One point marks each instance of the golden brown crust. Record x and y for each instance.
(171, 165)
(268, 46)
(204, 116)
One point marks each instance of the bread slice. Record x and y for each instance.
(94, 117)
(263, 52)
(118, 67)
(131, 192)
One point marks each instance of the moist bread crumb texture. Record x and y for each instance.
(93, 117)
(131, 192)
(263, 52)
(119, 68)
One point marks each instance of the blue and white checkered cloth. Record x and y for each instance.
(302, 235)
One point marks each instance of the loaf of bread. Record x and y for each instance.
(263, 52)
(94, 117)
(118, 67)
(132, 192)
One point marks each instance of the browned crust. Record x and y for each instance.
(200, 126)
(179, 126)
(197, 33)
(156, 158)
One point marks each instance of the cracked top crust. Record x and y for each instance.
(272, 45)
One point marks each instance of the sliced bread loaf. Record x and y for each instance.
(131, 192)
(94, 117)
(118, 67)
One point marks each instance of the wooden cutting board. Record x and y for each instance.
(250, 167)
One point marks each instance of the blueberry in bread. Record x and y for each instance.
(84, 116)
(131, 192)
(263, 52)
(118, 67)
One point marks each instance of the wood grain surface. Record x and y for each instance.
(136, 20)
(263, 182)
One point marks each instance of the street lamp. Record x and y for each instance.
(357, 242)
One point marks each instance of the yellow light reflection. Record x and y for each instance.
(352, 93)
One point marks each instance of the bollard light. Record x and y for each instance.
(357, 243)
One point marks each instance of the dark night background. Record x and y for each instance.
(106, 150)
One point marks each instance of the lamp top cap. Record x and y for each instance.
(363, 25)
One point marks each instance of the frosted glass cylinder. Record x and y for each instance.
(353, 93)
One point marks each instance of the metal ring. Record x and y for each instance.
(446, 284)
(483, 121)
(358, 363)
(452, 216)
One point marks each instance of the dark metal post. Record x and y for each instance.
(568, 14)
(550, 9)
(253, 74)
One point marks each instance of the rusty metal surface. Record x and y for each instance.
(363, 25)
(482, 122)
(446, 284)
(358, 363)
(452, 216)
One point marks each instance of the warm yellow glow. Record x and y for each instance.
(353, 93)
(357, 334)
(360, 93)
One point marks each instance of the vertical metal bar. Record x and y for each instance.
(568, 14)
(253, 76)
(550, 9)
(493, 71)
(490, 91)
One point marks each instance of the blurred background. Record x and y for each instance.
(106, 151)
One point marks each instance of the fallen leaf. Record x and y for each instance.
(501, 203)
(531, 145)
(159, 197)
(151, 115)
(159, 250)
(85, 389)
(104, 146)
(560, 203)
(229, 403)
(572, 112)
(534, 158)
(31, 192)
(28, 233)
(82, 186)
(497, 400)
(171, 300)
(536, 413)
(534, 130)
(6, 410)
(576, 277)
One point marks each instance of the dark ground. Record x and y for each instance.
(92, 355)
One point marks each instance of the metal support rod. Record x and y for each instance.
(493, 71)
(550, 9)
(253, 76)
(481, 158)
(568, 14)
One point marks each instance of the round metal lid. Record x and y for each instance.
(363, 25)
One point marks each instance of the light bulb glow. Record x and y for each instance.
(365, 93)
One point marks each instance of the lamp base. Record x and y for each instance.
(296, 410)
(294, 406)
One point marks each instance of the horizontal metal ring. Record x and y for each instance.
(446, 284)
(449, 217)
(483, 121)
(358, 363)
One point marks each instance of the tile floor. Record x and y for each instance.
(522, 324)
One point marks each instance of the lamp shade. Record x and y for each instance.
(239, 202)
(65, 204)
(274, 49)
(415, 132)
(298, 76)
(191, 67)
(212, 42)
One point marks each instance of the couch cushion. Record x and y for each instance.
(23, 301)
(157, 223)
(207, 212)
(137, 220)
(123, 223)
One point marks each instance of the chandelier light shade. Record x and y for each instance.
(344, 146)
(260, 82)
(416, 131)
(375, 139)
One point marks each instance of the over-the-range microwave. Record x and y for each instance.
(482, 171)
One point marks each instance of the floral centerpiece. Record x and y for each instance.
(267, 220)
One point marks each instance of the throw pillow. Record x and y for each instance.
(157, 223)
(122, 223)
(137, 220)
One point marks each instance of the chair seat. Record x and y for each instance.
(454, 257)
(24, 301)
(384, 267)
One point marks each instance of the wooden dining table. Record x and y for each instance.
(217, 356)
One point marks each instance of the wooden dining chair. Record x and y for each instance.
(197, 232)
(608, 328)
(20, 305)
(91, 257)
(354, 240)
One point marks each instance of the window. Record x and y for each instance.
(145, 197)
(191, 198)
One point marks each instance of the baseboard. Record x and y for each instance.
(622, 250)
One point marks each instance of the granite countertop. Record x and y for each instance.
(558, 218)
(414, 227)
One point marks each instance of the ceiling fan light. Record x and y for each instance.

++++++++

*TASK ITEM:*
Word for word, copy every entry.

*FINISHED EXERCISE:*
One point marks each instance of the golden brown crust. Record x and y for each instance.
(171, 165)
(268, 46)
(204, 116)
One point marks each instance of the bread slice. Record x and y for each instance.
(94, 117)
(263, 52)
(118, 67)
(131, 192)
One point marks each instance of the moist bread crumb texture. Record x and y for each instance.
(93, 117)
(131, 192)
(263, 52)
(119, 68)
One point marks each instance of the blue and white checkered cloth. Record x and y for each instance.
(302, 235)
One point marks each instance of the loaf of bread. Record x and y for each instance.
(263, 52)
(94, 117)
(118, 67)
(132, 192)
One point marks each instance of the browned crust. Record x and y for each instance.
(200, 126)
(179, 126)
(197, 33)
(156, 158)
One point marks each instance of the cracked top crust. Record x and y for each instance.
(272, 45)
One point marks each instance of the sliced bread loaf. Record x and y for each instance.
(131, 192)
(94, 117)
(118, 67)
One point marks each instance of the wooden cutting board. Record x and y for each instance.
(250, 167)
One point marks each instance of the blueberry in bread. Record x and y for each instance.
(84, 116)
(131, 192)
(263, 52)
(118, 67)
One point marks each instance of the wood grain surface. Record x and y for each instance.
(136, 20)
(263, 182)
One point marks each instance of the street lamp. Record x and y for each instance.
(357, 242)
One point marks each instance of the yellow light reflection. Record x and y for each instance.
(352, 93)
One point marks each instance of the bollard light. Record x and y for each instance.
(357, 243)
One point marks each instance of the dark night background. Record x and y for each instance.
(106, 150)
One point marks each instance of the lamp top cap. Record x and y for each instance.
(363, 25)
One point marks each instance of the frosted glass cylinder. Record x and y for each instance.
(353, 93)
One point marks each instance of the metal ring. Record x and y for each instance.
(446, 284)
(483, 121)
(358, 363)
(452, 216)
One point marks each instance of the dark metal post. Record x and y for each instance.
(568, 14)
(550, 9)
(253, 74)
One point marks each instance of the rusty metal surface. Record x and y for each instance.
(363, 25)
(482, 122)
(446, 284)
(358, 363)
(452, 216)
One point marks each instance of the warm yellow glow. Record x and y for each instance.
(353, 93)
(357, 334)
(360, 93)
One point marks each instance of the vertical metal bar. Record x and y for each instance.
(568, 14)
(253, 76)
(550, 9)
(493, 71)
(490, 91)
One point marks each instance of the blurred background. Record x and y for each instance.
(106, 151)
One point marks each instance of the fallen leaf. Record x and y for each instance.
(501, 203)
(531, 145)
(159, 197)
(151, 115)
(159, 250)
(85, 389)
(104, 146)
(560, 203)
(229, 403)
(572, 112)
(534, 158)
(31, 192)
(28, 233)
(82, 186)
(497, 400)
(171, 300)
(536, 413)
(534, 130)
(6, 410)
(576, 277)
One point marks each instance of the dark ground. Record x and y for each instance.
(92, 355)
One point marks each instance of the metal support rod. Record x and y for each instance.
(493, 71)
(550, 9)
(253, 76)
(481, 158)
(568, 14)
One point marks each instance of the round metal lid. Record x and y for each instance.
(363, 25)
One point marks each instance of the light bulb glow. Record x and y for each instance.
(365, 93)
One point marks each instance of the lamp base. Record x and y for each instance.
(296, 410)
(294, 406)
One point marks each instance of the horizontal metal ring. Record x and y for each instance.
(446, 284)
(449, 217)
(483, 121)
(358, 363)
One point marks each instance of the tile floor. Record x and y for each instance.
(522, 324)
One point marks each instance of the lamp shade. Record x and y for each instance.
(239, 202)
(65, 204)
(274, 49)
(415, 132)
(298, 76)
(191, 67)
(212, 42)
One point marks each instance of the couch cushion. Record x and y for each instance.
(23, 301)
(157, 223)
(207, 212)
(137, 220)
(123, 223)
One point marks each instance of the chandelier light shade. Record x and y for each instance.
(344, 146)
(260, 82)
(416, 131)
(375, 139)
One point marks each instance of the over-the-range microwave. Record x and y for each instance.
(482, 171)
One point marks each instance of the floral centerpiece. Record x and y for each instance.
(267, 220)
One point marks each instance of the throw pillow. Record x and y for each instance.
(157, 223)
(122, 223)
(137, 220)
One point marks each instance of the chair seat. Record x and y for each instance.
(454, 257)
(24, 301)
(384, 267)
One point marks each instance of the wooden dining table. Record x and y for each instance.
(217, 356)
One point marks each instance of the wooden dining chair. Record x and y for each instance.
(197, 232)
(608, 328)
(20, 305)
(91, 257)
(354, 240)
One point marks each instance of the window. Record x and y for each instance.
(145, 197)
(191, 198)
One point marks each instance of the baseboard. Record x and y for each instance.
(622, 250)
One point marks each instance of the granite countertop. Record x and y for each instance.
(558, 218)
(414, 227)
One point marks each instance of the ceiling fan light. Record x and y for each instance.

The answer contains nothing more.